Exercise task:
Extract each line of the data below exactly as written.
((
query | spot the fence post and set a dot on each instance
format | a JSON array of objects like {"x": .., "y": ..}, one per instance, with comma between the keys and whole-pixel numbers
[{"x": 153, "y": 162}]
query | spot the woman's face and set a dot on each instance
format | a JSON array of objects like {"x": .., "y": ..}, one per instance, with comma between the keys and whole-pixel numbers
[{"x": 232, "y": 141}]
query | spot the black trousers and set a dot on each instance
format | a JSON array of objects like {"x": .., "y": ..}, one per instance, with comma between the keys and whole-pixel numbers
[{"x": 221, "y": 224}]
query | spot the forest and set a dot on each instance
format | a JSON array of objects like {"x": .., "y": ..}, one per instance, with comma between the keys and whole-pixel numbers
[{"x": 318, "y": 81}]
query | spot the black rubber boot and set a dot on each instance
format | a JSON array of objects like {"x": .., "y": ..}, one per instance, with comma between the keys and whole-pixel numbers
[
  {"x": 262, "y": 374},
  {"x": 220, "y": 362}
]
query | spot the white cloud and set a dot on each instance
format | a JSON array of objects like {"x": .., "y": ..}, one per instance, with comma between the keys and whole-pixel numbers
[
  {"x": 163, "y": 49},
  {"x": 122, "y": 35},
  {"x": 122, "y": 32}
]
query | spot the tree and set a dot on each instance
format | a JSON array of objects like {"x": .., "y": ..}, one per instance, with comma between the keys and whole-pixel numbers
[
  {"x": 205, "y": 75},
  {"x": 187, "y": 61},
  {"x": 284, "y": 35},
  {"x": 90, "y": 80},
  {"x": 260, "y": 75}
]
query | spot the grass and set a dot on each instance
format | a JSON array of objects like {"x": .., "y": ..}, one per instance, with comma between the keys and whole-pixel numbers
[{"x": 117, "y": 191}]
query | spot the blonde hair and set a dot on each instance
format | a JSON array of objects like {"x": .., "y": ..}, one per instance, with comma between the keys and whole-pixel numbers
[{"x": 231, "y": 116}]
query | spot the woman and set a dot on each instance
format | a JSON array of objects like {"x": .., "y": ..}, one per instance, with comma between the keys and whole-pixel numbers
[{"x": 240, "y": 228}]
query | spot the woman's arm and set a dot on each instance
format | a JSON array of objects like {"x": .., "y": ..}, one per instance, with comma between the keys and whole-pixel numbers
))
Problem solution:
query | spot the fence post and set a dot on each instance
format | a JSON array of objects like {"x": .., "y": ..}, one per instance, with comma between the keys and whole-pixel numbers
[{"x": 153, "y": 162}]
query | spot the woman's face and set a dot on each instance
format | a JSON array of objects like {"x": .., "y": ..}, one per instance, with comma between the keys and whole-pixel numbers
[{"x": 232, "y": 141}]
query | spot the black trousers and set a dot on each instance
format | a JSON array of objects like {"x": .., "y": ..}, one per instance, with comma between the keys and whole-pixel numbers
[{"x": 221, "y": 224}]
query | spot the forest and set a dot on each instance
format | a JSON array of objects like {"x": .., "y": ..}, one per instance, with comma between the keys and whole-pixel numbers
[{"x": 318, "y": 81}]
query | spot the black rubber boot and set a dot on each instance
format | a JSON array of objects like {"x": .., "y": ..}, one per instance, with comma between the keys and whole-pixel numbers
[
  {"x": 262, "y": 374},
  {"x": 220, "y": 362}
]
query | spot the white cloud and set a dot on each instance
format | a JSON array of objects like {"x": .., "y": ..}, one per instance, with comma between the keys and whole-pixel numbers
[
  {"x": 163, "y": 49},
  {"x": 122, "y": 35},
  {"x": 122, "y": 32}
]
query | spot the tree and set a dot on each instance
format | a JSON array of objects like {"x": .., "y": ..}, one per instance, with comma between the keys and whole-pixel numbers
[
  {"x": 205, "y": 75},
  {"x": 187, "y": 61},
  {"x": 284, "y": 35},
  {"x": 90, "y": 80},
  {"x": 260, "y": 75}
]
query | spot the grass and set a dot on each instance
format | a JSON array of objects like {"x": .., "y": ..}, one per instance, with comma between the keys and whole-pixel numbers
[{"x": 117, "y": 191}]
query | spot the blonde hair and set a dot on each instance
format | a JSON array of objects like {"x": .., "y": ..}, one per instance, with comma between the keys and whole-pixel numbers
[{"x": 231, "y": 116}]
query | spot the woman and set a dot on each instance
format | a JSON array of objects like {"x": .., "y": ..}, one per instance, with comma between the keys and whole-pixel numbers
[{"x": 240, "y": 228}]
query | spot the woman's arm and set a dot on each instance
format | a JSON array of objects like {"x": .., "y": ..}, one per instance, with comma between the keys and whole-pixel numbers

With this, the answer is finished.